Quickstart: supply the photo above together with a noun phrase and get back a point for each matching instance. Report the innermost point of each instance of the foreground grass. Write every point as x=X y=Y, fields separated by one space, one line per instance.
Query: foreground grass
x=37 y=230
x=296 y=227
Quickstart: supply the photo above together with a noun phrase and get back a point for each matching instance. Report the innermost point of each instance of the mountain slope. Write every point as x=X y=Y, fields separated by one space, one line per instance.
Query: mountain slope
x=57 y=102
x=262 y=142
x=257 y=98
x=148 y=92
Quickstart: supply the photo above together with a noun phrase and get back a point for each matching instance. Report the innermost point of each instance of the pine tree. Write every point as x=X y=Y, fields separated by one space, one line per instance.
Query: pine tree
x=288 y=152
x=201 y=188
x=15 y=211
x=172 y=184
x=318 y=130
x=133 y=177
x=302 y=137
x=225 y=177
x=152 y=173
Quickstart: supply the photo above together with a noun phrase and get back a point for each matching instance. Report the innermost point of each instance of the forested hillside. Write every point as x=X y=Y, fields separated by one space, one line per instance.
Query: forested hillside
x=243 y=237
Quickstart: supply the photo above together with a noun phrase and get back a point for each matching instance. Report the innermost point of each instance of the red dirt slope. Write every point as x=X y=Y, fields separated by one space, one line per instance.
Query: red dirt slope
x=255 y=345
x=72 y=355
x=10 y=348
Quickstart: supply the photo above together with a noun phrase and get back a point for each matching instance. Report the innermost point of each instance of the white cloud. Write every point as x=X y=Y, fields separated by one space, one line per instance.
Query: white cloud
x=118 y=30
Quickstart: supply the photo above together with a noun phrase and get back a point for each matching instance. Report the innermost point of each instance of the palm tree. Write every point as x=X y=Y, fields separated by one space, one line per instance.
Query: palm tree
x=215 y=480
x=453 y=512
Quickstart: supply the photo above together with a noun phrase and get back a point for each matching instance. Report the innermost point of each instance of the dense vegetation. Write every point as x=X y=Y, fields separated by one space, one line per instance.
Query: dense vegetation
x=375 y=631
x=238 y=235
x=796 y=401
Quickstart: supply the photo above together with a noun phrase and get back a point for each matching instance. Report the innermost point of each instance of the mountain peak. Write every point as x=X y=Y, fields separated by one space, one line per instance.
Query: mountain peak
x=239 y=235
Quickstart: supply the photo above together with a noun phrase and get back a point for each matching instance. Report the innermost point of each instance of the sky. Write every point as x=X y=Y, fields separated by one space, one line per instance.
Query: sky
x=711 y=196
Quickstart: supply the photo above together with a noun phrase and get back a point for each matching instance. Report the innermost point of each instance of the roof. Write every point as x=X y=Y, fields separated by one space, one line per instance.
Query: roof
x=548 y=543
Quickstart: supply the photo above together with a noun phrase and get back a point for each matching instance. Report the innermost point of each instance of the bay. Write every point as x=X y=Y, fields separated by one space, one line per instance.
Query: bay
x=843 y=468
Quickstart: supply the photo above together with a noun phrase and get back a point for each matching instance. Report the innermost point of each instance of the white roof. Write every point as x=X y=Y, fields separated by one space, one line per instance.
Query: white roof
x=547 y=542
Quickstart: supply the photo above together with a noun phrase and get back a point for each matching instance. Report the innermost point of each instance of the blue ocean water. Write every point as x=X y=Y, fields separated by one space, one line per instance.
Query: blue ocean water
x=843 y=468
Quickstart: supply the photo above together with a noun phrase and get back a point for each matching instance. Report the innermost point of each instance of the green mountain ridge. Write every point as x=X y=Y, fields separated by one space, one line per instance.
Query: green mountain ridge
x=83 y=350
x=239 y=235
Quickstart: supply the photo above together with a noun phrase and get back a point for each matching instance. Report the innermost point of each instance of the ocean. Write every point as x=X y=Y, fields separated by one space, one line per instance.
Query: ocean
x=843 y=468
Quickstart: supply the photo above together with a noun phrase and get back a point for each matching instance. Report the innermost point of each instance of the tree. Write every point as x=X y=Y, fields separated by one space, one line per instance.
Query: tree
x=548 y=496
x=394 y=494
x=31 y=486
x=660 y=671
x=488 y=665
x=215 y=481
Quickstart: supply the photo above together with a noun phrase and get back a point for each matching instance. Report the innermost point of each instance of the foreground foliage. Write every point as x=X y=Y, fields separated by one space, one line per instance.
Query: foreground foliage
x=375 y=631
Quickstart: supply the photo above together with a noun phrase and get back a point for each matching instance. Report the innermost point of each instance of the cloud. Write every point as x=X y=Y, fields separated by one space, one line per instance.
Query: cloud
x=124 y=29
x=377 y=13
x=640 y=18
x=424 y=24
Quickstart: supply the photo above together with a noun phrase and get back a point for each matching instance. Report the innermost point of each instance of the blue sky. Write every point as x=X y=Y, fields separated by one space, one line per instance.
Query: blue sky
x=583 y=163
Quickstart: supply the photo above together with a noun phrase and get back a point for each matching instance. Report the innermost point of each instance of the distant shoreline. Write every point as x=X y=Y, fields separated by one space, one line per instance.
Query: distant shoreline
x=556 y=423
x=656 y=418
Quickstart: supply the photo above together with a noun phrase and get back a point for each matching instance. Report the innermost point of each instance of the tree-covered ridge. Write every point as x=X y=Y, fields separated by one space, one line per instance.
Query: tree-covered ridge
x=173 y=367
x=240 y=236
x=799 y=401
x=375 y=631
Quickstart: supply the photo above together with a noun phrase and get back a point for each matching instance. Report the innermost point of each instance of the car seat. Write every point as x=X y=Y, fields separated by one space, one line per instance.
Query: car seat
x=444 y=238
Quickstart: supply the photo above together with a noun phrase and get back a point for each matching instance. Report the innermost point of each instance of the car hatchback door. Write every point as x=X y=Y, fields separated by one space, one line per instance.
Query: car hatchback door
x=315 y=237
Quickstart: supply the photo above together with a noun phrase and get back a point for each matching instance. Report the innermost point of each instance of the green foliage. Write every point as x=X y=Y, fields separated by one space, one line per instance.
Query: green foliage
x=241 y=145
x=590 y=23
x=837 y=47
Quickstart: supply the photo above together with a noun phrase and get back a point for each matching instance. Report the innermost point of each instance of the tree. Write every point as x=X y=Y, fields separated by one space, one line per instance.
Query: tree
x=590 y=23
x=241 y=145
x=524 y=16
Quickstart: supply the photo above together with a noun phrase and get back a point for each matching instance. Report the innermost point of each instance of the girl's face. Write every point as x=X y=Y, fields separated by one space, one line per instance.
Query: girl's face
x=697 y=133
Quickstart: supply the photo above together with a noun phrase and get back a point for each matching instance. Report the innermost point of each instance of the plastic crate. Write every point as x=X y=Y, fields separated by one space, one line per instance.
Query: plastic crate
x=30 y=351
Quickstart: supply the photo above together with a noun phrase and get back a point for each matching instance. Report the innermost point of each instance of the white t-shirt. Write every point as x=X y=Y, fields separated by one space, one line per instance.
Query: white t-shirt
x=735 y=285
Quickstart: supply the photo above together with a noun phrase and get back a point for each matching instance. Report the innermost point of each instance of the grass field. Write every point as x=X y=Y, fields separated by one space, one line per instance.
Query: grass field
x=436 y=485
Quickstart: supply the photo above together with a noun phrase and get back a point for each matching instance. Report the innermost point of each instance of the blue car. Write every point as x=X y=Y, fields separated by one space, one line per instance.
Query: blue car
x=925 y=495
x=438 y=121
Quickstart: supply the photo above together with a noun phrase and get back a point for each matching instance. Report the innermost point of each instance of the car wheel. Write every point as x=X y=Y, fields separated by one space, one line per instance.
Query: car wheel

========================

GIVEN REQUEST →
Extract the data in full. Keep it word for word.

TASK ANSWER →
Quickstart: supply the photo above together with a noun phrase and get back a point for each matching instance. Report the innermost point of each instance of the foreground grass. Write every point as x=X y=Y, fields separated by one space, one line per instance.
Query: foreground grass
x=37 y=230
x=296 y=227
Quickstart: supply the photo above together with a noun phrase and get back a point for each matching instance. Report the innermost point of each instance of the mountain slope. Write every point as x=X y=Y, fields separated by one space, one line per instance.
Query: mountain slope
x=57 y=102
x=262 y=142
x=257 y=98
x=148 y=92
Quickstart: supply the photo above together with a noun phrase and get back a point for each matching instance. Report the innermost point of each instance of the pine tree. Write every point as x=X y=Y, fields separated by one space, one line per instance.
Query: pine tree
x=288 y=152
x=201 y=188
x=15 y=211
x=172 y=184
x=318 y=130
x=133 y=177
x=302 y=137
x=225 y=177
x=152 y=173
Quickstart: supply the photo above together with a noun phrase and get back a point for each matching instance. Report the innermost point of each instance of the forested hillside. Write every point as x=X y=Y, fields separated by one space, one line per instance.
Query: forested hillside
x=243 y=237
Quickstart: supply the photo above together with a noun phrase and get back a point for each matching instance. Report the innermost point of each instance of the red dirt slope. Write every point as x=X y=Y, fields separated by one space, one line per instance.
Query: red dirt slope
x=255 y=345
x=72 y=355
x=10 y=348
Quickstart: supply the photo above together with a noun phrase and get back a point for each matching instance. Report the innermost point of each instance of the white cloud. Write every point as x=X y=Y, fields separated by one space, one line per instance.
Query: white cloud
x=118 y=30
Quickstart: supply the photo above together with a noun phrase and get back a point for each matching instance. Report the innermost point of each instance of the palm tree. Write every point as x=X y=Y, fields separated by one space, one line per instance.
Query: palm tree
x=215 y=480
x=453 y=512
Quickstart: supply the photo above together with a noun phrase and get back a point for each matching instance. Report the innermost point of each instance of the dense vegetation. Write every point as x=X y=Y, fields separated by one space, one line per instance.
Query: dense vegetation
x=375 y=631
x=238 y=235
x=796 y=401
Quickstart: supply the photo above together with a noun phrase and get back a point for each matching instance. Report the innermost point of each instance of the mountain peak. Write every point as x=X y=Y, fields separated by one space, one line per instance.
Query: mountain peak
x=239 y=235
Quickstart: supply the photo above together with a noun phrase and get back a point for each matching instance. Report the innermost point of each instance of the sky. Write every point as x=X y=Y, fields separated by one space, one line per instance.
Query: sky
x=711 y=196
Quickstart: supply the photo above together with a noun phrase and get back a point for each matching instance. Report the innermost point of each instance of the roof. Write every point as x=X y=Y, fields separated by one space, one line per instance.
Query: roof
x=548 y=543
Quickstart: supply the photo above together with a noun phrase and get back a point for each matching instance. Report the innermost point of each instance of the bay. Write every point as x=X y=Y, fields separated by one space, one line per instance.
Query: bay
x=843 y=468
Quickstart: supply the photo above together with a noun phrase and get back a point for each matching instance. Report the innermost point of each instance of the white roof. Write every point as x=X y=Y, fields separated by one space, one line per instance.
Query: white roof
x=547 y=542
Quickstart: supply the photo above together with a noun phrase and get back a point for each matching instance. Report the innermost point of each instance of the blue ocean water. Write every point as x=X y=Y, fields separated by one space, one line per instance.
Query: blue ocean water
x=843 y=468
Quickstart: supply the photo above together with a noun phrase and get back a point for each matching instance. Report the innermost point of each instance of the green mountain ridge. Write every point as x=X y=Y, fields separated by one space, one line per instance.
Query: green mountain ridge
x=83 y=350
x=239 y=235
Quickstart: supply the photo above together with a noun phrase and get back a point for each matching instance. Report the innermost point of each instance of the ocean. Write every point as x=X y=Y, fields separated by one space, one line per instance.
Query: ocean
x=843 y=468
Quickstart: supply the photo above together with a noun phrase and get back a point for each matching instance. Report the innermost point of each instance of the tree. Write every point as x=X y=Y, fields separated by one space, one line per instance.
Query: tree
x=548 y=496
x=394 y=494
x=31 y=486
x=660 y=671
x=488 y=665
x=215 y=481
Quickstart: supply the photo above together with a noun phrase and get back a point for each matching instance. Report the innermost point of each instance of the foreground foliage. Write every point as x=X y=Y, fields separated by one space, one line per instance.
Query: foreground foliage
x=375 y=631
Quickstart: supply the photo above together with a noun phrase and get back a point for each matching instance. Report the innermost point of each instance of the cloud. Write every point as x=X y=Y, fields separated by one space, one line per instance.
Query: cloud
x=124 y=29
x=377 y=13
x=640 y=18
x=424 y=24
Quickstart: supply the photo above together with a noun phrase and get back a point for each matching instance. Report the innermost point of each instance of the blue sky. Write every point as x=X y=Y, fields separated by one space, one line per instance.
Query: blue sky
x=583 y=163
Quickstart: supply the photo above together with a noun phrase and get back a point for each matching instance. Report the innermost point of each instance of the distant shoreline. Write every point as x=X y=Y, fields separated by one space, one line per instance.
Query: distant shoreline
x=556 y=423
x=656 y=418
Quickstart: supply the photo above together with a noun phrase and get back a point for each matching instance. Report the innermost point of each instance of the tree-covered ridge. Write every point as x=X y=Y, fields separated by one space, one line per instance.
Query: tree-covered ridge
x=173 y=367
x=240 y=236
x=799 y=401
x=375 y=631
Quickstart: supply the photo above together with a noun phrase and get back a point for each matching instance. Report the innermost point of each instance of the car seat. Write every point as x=X y=Y, fields separated by one space, one line per instance.
Query: car seat
x=444 y=238
Quickstart: supply the photo above together with a noun phrase and get back a point for each matching instance. Report the innermost point of each instance of the car hatchback door. Write every point as x=X y=Y, fields separated by one space, one line per instance.
Query: car hatchback door
x=315 y=237
Quickstart: supply the photo above together with a noun phrase and get back a point for each matching instance. Report the innermost point of each instance of the green foliage. Write every point as x=X y=Y, fields separated by one space, one line per instance.
Query: green foliage
x=241 y=145
x=590 y=23
x=837 y=47
Quickstart: supply the photo above together with a noun phrase and get back a point for each matching instance. Report the innermost point of each instance of the tree. Write every point as x=X y=Y, fields separated by one space, one line per instance.
Query: tree
x=590 y=23
x=241 y=145
x=524 y=16
Quickstart: supply the photo above together with a noun phrase and get back a point for each matching instance. Report the innermost point of each instance of the girl's face. Write every point as x=X y=Y, fields separated by one space, one line per instance.
Query: girl's face
x=697 y=133
Quickstart: supply the photo above together with a noun phrase and get back a point for each matching instance. Report the innermost point of each instance of the plastic crate. Write every point as x=X y=Y, fields separated by one space, one line per instance.
Query: plastic crate
x=30 y=351
Quickstart: supply the photo above together with a noun phrase and get back a point for each matching instance. Report the innermost point of each instance of the white t-shirt. Write every point as x=X y=Y, fields separated by one space, one line per instance.
Query: white t-shirt
x=735 y=285
Quickstart: supply the photo above together with a noun phrase and get back a point for each matching instance. Report the innermost point of each instance of the grass field. Write every point as x=X y=Y, fields separated by one space, one line per instance.
Query: grass field
x=436 y=485
Quickstart: supply the photo above together with a noun phrase and get back a point for each matching instance. Report the innermost point of each instance of the blue car. Write every point as x=X y=Y, fields separated by one space, one line per instance.
Query: blue car
x=925 y=495
x=438 y=121
Quickstart: supply the photo above together with a noun phrase and get back a point for each matching instance. Report the innermost point of each instance of the car wheel. Write every point as x=X y=Y, fields separated by one space, one line per instance.
Query: car wheel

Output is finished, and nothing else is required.